» **Entnommener Text**
********

Das heißt, dass wenn ich noch in den 20ern bin, sollen mir Missstände gleichgültig sein oder wie? Für so eine Schlussfolgerung habe ich nur Kopfschütteln übrig.

In der Tat: Im Moment habe ich nichts Besseres zu tun, weil ich gerade ein paar freie Tage von der Arbeit habe. Deswegen suche ich mir eine Beschäftigung, mit der ich was bewegen kann. Das mache ich gerne und es bringt mir Erfüllung. So schaut es aus.

Wenn man mir empfiehlt, dass ich mich nicht so sehr aufregen sollte wegen Leuten, die ihren vermeintlichen Spaß haben möchten, dann lege ich einigen meiner Kolleginnen und Kollegen nahe, sich ebenfalls zu entspannen, wenn es um Kopftücher, gendergerechte Sprech- und Schreibweise sowie um Flüchtlinge geht.

 


Es kann doch nicht sein, dass es als spießig gelten soll, weil ich bemüht bin, auf Missstände aufmerksam zu machen. Gerade weil so vielen Menschen so viele Missstände gleichgültig sind, weil niemand für etwas verantwortlich sein will, laufen die Menschen in Scharen zu Rattenfängern in Form von rechtspopulistischen Parteien. Da braucht ihr in diesem Fall nicht darüber jammern, warum Strache, Petry und Co. so erfolgreich sind.

********

» **Bereitgestellte Datensätze**
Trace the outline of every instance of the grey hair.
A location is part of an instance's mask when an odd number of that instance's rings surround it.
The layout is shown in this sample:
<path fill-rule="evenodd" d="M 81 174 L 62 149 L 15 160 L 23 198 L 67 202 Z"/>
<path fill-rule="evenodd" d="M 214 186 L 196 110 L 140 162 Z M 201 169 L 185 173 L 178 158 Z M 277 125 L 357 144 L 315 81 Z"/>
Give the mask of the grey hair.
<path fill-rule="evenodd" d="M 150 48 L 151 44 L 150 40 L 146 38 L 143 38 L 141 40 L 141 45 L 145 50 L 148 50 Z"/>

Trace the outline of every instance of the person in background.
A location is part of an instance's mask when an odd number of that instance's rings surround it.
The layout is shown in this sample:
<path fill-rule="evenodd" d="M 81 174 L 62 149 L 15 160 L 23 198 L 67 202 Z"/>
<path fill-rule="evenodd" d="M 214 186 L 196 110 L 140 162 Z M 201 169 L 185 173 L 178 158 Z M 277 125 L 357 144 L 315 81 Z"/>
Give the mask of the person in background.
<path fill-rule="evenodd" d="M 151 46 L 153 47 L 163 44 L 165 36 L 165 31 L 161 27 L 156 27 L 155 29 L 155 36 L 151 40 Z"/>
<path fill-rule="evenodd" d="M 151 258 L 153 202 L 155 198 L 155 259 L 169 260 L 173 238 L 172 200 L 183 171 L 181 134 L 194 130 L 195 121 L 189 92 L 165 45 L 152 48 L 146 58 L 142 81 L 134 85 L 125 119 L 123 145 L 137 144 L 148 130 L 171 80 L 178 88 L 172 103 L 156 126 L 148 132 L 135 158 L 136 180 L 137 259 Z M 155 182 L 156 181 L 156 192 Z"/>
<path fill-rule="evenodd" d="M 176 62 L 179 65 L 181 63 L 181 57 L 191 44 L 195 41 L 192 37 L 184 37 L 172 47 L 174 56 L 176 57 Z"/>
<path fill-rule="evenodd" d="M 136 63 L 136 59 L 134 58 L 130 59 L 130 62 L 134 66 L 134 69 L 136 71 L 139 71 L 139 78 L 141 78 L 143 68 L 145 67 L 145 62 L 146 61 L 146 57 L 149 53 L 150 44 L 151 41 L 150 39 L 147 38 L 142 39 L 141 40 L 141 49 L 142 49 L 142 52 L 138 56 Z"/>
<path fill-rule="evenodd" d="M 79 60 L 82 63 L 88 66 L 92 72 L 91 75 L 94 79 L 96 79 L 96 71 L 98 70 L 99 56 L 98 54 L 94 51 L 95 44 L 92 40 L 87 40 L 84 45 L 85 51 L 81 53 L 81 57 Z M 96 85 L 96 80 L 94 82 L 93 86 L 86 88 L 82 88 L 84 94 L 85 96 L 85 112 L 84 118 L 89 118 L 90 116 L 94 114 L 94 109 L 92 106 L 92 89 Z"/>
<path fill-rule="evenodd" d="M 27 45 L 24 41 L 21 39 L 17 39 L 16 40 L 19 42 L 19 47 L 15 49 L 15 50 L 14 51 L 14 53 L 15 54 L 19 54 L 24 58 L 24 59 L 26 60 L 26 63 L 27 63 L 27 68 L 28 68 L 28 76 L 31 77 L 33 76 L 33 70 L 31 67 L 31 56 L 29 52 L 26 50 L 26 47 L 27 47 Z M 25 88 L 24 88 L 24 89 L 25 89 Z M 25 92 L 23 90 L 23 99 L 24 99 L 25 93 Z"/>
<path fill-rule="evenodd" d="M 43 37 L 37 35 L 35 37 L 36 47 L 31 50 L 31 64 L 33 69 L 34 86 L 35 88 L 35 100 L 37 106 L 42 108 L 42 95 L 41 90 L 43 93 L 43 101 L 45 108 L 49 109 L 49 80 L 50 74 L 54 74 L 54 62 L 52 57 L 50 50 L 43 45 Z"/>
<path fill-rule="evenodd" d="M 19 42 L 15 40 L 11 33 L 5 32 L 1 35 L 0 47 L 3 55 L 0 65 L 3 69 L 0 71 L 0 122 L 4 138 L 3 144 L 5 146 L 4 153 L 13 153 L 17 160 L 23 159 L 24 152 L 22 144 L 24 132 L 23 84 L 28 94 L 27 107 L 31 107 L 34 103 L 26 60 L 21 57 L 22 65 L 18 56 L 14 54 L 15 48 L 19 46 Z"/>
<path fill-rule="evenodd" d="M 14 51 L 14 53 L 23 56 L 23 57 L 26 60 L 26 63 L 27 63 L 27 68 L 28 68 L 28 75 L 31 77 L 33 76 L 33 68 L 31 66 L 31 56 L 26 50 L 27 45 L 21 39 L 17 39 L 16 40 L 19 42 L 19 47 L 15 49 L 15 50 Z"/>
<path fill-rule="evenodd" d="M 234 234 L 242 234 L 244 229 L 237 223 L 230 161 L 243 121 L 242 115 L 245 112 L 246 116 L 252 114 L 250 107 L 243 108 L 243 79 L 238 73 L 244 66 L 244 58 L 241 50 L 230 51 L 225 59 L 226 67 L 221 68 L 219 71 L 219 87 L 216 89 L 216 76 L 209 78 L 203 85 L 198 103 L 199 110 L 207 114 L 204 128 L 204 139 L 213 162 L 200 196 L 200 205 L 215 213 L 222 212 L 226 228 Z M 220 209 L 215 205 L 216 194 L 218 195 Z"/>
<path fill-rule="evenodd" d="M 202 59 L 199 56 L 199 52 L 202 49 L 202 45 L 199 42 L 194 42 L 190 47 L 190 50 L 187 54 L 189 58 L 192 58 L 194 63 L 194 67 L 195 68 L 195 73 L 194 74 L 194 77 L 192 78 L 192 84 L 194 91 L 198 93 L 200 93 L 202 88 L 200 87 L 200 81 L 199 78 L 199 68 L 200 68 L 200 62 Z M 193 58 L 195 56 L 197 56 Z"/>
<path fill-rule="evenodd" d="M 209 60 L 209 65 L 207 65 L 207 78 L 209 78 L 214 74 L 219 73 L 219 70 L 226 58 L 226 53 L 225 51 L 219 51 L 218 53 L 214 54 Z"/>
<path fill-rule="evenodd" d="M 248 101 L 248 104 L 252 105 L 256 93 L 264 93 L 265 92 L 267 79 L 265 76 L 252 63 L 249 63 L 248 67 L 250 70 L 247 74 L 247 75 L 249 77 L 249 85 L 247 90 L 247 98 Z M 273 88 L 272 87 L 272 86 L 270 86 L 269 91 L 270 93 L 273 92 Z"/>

********

» **Gestellte Aufgaben**
A - Gib aus dem entnommenen Text alles von "Wenn man mir" bis hinunter zu "sowie um Flüchtlinge geht." wortgetreu aus.
B - Führe den Meinungstext über Missstände und Gleichgültigkeit nach seinem letzten Satz weiter.

» **Antworten je Aufgabe**
A -
Wenn man mir empfiehlt, dass ich mich nicht so sehr aufregen sollte wegen Leuten, die ihren vermeintlichen Spaß haben möchten, dann lege ich einigen meiner Kolleginnen und Kollegen nahe, sich ebenfalls zu entspannen, wenn es um Kopftücher, gendergerechte Sprech- und Schreibweise sowie um Flüchtlinge geht.

B -
Mein Traumberuf ist der eines Journalisten. Ich möchte als Journalist Schieflagen in der Gesellschaft anprangern, eine Lösung vorschlagen und etwas bewegen. Das könnte ich aber nicht, wenn ich darüber schreibe, welche Film-Fehler in Harry Potter vorkommen, warum Bosnierinnen so hübsch sind oder welcher Wiener Bezirk der coolste ist.

Empfehlt doch mal den Menschen, sich zu entspannen, die durch verrückte Raser Angehörige verloren haben. Das passiert viel zu oft in diesem Lande und ich bin gewillt, dem einen Riegel vorzuschieben.

Jetzt ist hier jemand, der was gegen rücksichtslose Fahrer unternehmen möchte und Eigeninitiative ergreift und dafür habt ihr nur Spott übrig oder wie? Bitte, was ist das für eine absurde Einstellung? Gleichzeitig regt ihr euch darüber auf, wenn nix voran geht. Wenn es spießig und deutscher Rentnerlike sein soll, dass ich was unternehme, dann bin ich gerne ein deutscher Rentner.